Where the line with "If you could drop a marker on the black pointed" appears in the records below, start there and transcribe each line exactly through the last.

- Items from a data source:
■ ■ ■ ■ ■ ■ ■

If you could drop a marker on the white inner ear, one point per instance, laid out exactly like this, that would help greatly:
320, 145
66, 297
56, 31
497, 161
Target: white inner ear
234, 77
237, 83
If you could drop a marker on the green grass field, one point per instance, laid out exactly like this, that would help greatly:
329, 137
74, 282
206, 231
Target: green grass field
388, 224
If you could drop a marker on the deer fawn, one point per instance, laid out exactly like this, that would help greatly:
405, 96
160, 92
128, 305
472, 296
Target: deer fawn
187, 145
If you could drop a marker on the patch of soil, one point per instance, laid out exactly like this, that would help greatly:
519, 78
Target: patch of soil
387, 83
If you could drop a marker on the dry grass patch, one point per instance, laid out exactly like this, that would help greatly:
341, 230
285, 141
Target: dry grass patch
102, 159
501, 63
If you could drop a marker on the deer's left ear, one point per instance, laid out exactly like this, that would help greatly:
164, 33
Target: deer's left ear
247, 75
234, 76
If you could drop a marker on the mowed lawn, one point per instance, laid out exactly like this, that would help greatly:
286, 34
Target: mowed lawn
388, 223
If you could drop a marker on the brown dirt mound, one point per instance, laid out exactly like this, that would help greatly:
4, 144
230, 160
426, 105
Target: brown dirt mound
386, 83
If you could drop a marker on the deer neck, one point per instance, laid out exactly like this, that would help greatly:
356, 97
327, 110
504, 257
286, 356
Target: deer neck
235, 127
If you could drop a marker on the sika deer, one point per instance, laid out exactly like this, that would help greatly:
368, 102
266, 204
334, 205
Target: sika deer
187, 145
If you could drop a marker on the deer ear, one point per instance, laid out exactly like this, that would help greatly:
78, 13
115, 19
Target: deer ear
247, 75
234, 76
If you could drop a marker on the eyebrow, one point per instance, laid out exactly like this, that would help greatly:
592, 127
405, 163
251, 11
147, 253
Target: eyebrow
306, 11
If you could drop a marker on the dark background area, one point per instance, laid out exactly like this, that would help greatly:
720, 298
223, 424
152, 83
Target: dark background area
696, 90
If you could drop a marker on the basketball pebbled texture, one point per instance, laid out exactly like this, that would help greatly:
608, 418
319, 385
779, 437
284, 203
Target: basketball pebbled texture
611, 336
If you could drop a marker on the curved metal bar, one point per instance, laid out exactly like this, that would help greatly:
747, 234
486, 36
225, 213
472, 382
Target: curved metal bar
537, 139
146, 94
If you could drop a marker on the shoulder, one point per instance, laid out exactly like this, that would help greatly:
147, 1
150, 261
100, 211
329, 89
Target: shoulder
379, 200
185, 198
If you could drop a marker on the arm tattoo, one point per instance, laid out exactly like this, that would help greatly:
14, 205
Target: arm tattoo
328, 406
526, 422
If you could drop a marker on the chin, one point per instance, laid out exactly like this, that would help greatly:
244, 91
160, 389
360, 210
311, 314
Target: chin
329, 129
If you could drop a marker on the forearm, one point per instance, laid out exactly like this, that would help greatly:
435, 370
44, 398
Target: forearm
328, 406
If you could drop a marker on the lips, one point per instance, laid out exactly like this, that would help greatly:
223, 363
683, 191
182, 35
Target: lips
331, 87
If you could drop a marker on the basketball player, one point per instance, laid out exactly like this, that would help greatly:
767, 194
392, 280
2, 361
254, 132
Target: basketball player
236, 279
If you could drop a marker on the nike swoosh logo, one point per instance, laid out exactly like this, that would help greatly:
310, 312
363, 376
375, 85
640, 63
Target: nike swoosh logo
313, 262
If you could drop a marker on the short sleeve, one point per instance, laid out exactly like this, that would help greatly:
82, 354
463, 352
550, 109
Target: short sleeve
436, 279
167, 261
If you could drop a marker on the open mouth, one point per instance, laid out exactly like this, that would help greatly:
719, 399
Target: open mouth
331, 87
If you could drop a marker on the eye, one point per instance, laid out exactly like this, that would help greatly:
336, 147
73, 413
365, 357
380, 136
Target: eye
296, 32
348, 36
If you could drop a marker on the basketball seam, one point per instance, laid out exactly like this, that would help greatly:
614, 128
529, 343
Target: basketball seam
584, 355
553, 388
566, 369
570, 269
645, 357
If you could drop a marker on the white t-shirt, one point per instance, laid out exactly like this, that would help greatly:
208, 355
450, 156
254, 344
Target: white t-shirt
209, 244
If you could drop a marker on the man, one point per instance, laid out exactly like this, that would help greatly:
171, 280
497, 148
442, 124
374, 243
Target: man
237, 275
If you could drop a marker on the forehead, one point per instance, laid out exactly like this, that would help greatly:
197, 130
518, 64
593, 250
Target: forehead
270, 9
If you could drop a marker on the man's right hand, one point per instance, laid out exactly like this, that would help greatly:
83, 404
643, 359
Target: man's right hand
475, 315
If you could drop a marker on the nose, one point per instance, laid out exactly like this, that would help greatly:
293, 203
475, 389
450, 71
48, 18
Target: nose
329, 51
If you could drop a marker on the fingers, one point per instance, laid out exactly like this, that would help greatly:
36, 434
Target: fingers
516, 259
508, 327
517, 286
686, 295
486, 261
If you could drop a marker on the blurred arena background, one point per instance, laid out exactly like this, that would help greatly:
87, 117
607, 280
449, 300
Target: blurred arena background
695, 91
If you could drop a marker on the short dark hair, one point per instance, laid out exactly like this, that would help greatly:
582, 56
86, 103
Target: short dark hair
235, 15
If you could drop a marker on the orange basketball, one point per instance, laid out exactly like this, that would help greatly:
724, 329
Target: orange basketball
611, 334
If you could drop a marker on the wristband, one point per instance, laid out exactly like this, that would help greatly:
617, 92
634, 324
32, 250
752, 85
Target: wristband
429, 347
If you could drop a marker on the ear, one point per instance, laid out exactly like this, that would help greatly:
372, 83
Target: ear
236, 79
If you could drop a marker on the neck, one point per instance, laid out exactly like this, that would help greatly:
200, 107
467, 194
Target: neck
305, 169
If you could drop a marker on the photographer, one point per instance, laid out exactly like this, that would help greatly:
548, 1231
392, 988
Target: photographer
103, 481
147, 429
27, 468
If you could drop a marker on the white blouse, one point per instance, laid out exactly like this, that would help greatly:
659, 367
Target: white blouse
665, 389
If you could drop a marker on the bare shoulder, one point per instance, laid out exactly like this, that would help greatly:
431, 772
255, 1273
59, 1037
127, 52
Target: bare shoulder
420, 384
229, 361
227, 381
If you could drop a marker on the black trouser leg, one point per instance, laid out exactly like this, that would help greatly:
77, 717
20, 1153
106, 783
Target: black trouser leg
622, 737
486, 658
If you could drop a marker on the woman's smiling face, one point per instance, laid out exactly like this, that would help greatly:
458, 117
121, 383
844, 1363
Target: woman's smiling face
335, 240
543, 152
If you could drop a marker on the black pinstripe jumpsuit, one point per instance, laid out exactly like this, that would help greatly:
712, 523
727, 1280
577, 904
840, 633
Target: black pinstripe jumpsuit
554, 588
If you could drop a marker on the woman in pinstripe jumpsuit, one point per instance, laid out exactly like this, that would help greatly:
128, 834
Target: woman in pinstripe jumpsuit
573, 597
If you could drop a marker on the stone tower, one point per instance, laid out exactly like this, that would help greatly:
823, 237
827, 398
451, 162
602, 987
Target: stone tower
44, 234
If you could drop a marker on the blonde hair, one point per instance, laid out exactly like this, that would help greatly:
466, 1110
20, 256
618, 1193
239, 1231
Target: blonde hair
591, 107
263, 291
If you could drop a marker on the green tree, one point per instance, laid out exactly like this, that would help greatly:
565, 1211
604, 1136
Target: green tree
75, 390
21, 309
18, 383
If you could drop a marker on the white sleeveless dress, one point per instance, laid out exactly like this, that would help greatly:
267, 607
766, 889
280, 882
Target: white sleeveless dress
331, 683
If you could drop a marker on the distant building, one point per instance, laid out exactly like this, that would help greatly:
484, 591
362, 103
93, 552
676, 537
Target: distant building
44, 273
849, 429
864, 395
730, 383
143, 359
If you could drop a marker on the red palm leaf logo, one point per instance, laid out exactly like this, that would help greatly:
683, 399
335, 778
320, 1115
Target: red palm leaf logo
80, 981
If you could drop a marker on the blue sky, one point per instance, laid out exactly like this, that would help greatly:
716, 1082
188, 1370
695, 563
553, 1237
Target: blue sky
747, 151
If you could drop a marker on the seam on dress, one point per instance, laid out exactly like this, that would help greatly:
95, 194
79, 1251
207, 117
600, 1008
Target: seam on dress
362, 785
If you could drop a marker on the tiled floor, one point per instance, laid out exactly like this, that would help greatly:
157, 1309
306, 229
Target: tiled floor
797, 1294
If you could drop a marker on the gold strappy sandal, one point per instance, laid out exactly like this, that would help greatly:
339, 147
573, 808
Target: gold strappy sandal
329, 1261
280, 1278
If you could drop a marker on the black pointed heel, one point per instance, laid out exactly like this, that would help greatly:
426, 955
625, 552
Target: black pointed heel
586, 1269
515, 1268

■ ■ ■ ■ ■ ■ ■

- The answer:
If you could drop a marker on the black pointed heel, one point per instance, laid out exactly like this, that would help greatly:
426, 955
625, 552
Target: black pointed heel
586, 1269
515, 1268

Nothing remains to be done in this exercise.